>> begin SUPPLIED INFORMATION
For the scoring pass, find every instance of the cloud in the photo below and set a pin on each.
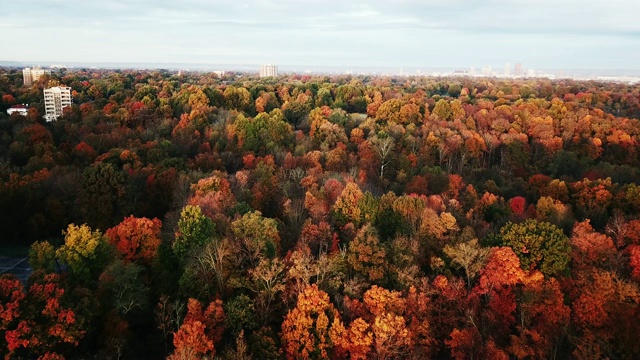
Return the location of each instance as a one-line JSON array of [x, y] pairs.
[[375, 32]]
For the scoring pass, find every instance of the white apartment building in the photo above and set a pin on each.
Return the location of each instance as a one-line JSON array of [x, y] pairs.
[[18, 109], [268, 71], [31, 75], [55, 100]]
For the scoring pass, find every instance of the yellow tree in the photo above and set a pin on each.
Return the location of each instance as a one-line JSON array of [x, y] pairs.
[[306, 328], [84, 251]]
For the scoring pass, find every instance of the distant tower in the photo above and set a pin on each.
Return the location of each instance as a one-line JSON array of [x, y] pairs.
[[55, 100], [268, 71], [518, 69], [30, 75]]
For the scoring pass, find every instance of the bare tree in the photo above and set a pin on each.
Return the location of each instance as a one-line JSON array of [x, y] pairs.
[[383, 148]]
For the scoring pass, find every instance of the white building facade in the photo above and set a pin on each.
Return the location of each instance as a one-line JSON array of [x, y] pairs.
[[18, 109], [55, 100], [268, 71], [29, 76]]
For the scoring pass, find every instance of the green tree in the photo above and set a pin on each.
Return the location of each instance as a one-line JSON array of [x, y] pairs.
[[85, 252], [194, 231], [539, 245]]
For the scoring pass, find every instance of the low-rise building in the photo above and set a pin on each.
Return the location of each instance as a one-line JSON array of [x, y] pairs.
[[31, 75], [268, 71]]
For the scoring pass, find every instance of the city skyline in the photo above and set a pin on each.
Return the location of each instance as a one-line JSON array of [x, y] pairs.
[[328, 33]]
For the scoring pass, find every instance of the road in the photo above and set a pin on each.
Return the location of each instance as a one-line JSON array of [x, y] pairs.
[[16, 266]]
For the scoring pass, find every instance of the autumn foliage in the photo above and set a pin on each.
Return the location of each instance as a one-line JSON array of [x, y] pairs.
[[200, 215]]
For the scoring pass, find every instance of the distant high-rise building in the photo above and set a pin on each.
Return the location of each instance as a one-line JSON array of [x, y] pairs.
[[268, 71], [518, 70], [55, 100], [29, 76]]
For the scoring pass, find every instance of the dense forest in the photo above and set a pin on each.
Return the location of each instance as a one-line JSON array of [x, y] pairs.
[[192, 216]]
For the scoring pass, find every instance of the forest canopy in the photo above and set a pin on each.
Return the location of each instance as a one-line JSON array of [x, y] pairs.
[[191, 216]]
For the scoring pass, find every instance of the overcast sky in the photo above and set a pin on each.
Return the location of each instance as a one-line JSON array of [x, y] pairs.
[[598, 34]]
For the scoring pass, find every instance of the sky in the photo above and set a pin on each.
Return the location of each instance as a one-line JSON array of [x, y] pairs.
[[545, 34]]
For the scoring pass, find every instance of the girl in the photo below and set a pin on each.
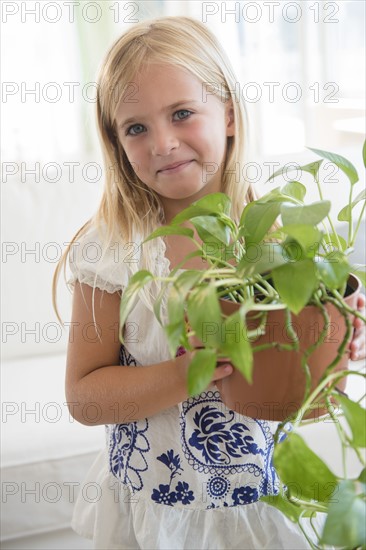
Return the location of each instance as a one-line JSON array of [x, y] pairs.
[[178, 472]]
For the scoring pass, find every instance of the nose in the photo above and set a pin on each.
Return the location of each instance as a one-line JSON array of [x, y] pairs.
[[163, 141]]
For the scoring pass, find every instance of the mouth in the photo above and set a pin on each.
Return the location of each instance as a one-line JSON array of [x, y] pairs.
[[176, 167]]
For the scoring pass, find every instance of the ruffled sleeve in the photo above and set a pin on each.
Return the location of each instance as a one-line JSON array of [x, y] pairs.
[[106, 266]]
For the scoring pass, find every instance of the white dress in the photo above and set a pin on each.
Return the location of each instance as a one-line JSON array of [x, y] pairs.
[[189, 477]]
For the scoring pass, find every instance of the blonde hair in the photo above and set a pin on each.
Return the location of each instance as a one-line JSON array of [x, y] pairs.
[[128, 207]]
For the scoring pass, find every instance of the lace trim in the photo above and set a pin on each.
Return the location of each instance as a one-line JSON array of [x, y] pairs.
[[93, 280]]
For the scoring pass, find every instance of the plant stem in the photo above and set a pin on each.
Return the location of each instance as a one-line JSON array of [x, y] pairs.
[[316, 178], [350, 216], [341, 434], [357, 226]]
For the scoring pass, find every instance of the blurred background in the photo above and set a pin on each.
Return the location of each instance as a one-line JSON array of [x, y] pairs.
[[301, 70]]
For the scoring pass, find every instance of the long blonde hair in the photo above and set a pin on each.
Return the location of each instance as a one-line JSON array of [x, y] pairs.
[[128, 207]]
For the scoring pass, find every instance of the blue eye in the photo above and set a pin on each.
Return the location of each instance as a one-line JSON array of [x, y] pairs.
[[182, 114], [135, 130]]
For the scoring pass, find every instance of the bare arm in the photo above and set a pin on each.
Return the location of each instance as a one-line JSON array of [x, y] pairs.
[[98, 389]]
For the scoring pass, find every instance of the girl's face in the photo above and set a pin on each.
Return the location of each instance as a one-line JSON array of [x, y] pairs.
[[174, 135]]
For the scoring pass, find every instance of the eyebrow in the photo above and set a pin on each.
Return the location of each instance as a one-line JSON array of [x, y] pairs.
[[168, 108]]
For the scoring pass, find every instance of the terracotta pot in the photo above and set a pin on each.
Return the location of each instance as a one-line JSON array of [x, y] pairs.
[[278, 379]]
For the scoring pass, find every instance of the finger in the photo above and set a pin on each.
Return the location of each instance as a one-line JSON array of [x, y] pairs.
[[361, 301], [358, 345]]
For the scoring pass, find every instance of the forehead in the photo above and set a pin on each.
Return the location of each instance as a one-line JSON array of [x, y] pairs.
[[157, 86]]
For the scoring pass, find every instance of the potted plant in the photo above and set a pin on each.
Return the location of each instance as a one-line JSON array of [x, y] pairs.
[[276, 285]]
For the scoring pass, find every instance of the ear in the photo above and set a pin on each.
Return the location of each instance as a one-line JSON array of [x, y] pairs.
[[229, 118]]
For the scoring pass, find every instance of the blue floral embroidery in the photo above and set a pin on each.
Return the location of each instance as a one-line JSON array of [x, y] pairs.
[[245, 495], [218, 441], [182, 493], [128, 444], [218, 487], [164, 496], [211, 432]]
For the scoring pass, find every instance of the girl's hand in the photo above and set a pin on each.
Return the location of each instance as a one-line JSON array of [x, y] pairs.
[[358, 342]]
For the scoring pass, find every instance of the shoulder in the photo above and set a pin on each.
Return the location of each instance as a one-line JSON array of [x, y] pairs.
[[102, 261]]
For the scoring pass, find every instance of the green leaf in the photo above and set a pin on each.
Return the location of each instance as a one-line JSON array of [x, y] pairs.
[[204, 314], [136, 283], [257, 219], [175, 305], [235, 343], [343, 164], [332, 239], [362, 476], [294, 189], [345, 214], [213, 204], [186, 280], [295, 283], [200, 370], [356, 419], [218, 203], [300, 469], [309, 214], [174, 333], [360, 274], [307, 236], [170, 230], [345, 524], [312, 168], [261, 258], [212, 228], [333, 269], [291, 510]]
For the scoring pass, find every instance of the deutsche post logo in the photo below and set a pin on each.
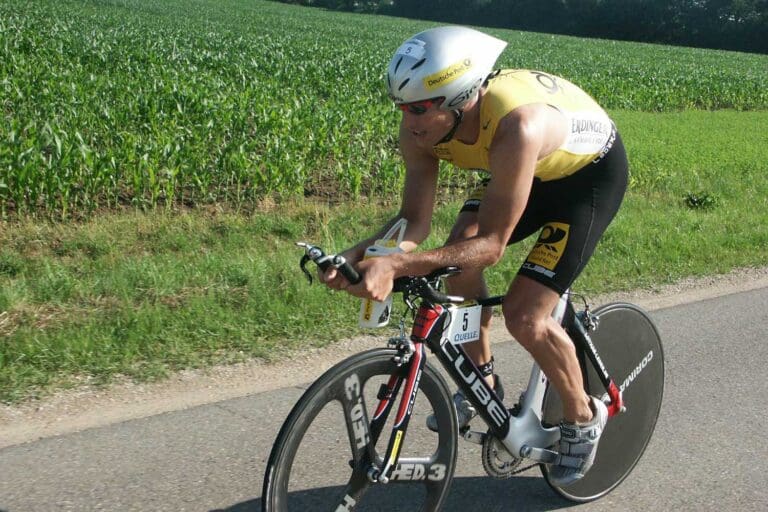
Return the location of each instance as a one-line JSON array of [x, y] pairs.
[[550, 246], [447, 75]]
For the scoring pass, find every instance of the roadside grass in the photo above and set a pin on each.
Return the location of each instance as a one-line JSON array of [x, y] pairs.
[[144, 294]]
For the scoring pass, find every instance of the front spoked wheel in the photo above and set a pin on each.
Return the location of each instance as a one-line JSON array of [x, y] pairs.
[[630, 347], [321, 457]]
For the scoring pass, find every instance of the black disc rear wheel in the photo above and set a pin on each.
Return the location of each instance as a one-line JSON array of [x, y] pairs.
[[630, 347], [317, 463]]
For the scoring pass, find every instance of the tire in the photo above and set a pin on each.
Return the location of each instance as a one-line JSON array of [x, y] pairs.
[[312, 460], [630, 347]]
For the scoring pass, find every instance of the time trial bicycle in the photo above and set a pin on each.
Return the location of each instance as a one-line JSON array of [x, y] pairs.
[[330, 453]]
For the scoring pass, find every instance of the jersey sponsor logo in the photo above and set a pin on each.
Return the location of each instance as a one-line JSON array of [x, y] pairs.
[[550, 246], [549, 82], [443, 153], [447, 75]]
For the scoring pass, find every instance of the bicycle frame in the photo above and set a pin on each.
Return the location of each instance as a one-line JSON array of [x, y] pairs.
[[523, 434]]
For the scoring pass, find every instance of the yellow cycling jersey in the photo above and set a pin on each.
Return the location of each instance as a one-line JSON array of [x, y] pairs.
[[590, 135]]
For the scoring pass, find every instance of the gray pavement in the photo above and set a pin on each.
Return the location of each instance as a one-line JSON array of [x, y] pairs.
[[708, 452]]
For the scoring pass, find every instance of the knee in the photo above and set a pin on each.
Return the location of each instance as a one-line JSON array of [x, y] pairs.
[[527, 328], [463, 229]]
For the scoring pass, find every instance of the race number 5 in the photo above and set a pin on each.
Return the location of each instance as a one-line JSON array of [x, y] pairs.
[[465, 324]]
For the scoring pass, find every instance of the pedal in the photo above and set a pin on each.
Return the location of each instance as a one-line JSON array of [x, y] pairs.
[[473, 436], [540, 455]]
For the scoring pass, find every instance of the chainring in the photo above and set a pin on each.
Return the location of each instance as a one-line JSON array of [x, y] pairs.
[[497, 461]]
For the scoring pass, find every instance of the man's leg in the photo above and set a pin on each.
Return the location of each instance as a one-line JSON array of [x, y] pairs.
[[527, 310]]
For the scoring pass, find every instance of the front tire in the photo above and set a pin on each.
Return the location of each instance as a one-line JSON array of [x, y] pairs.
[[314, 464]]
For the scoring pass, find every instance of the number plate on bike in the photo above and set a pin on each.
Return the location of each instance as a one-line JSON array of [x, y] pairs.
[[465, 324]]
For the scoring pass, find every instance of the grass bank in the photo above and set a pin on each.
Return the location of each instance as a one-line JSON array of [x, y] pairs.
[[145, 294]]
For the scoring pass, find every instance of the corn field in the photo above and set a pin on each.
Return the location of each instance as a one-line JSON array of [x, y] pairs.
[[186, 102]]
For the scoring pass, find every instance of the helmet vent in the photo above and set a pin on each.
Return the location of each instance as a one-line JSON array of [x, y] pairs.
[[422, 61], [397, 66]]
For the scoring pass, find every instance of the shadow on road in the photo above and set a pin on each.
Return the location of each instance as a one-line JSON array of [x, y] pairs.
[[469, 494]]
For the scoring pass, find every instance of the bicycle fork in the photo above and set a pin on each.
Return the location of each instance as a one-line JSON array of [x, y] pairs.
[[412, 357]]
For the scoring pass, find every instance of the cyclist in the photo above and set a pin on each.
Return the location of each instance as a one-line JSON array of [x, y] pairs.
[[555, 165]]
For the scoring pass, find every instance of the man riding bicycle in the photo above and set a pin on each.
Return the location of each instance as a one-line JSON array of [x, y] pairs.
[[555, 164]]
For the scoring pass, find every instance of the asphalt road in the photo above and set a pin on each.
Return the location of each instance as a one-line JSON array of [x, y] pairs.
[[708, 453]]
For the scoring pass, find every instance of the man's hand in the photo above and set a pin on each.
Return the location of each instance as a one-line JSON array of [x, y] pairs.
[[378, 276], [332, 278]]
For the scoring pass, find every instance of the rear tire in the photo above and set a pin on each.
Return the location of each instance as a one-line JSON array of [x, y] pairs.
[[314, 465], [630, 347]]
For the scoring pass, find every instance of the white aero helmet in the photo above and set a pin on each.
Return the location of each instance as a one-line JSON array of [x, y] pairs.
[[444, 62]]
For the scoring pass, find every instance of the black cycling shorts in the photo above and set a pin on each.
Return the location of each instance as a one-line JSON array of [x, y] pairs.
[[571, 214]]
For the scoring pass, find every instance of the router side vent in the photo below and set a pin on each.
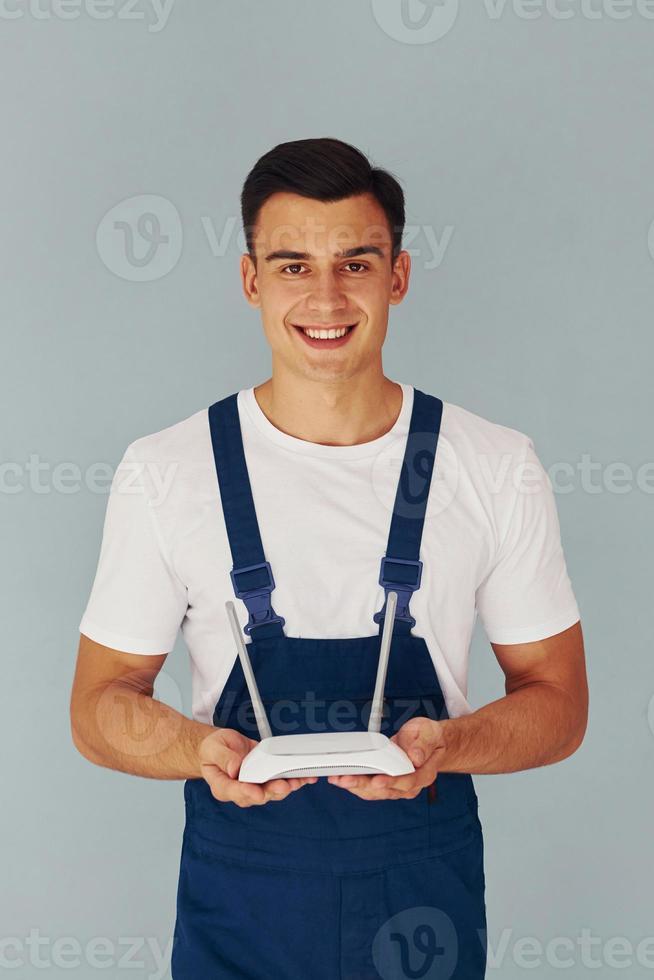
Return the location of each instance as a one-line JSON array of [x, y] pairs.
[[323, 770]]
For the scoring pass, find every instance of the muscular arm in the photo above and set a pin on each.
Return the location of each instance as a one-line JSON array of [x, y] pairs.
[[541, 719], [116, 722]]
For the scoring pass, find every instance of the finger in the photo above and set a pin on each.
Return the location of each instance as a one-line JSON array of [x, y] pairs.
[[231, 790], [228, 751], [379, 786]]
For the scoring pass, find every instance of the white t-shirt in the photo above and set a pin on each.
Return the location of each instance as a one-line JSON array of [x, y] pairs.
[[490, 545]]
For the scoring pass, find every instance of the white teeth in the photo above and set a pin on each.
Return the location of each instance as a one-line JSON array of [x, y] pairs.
>> end SUPPLIED INFORMATION
REQUIREMENTS
Rewrite the records from the line containing "For the scoring pass, find every instance of the front tire" through the line containing "[[186, 102]]", changing "number plate" to "license plate" and leaving every other part of those lines as it stands.

CORRECT OUTPUT
For the scoring pass, find every instance of the front tire in the photo above and set a pin on each.
Return the location of each instance as a one-line JSON array of [x, y] pairs.
[[314, 464]]
For the scoring pass, find every instance of the license plate on bike in the photo above and set a pin on each.
Return the location of each instance as a one-line JSON array of [x, y] pairs.
[[465, 324]]
For the scoring pass, find every instance of the grass bank in the photo above and set a pin on each.
Return the location of each instance as a one-line JSON array of [x, y] pairs.
[[145, 294]]
For the scoring pass, find every instance of the corn field in the photo above and set a pin on each.
Return the location of each instance as a one-line JSON array of [x, y] pairs.
[[186, 102]]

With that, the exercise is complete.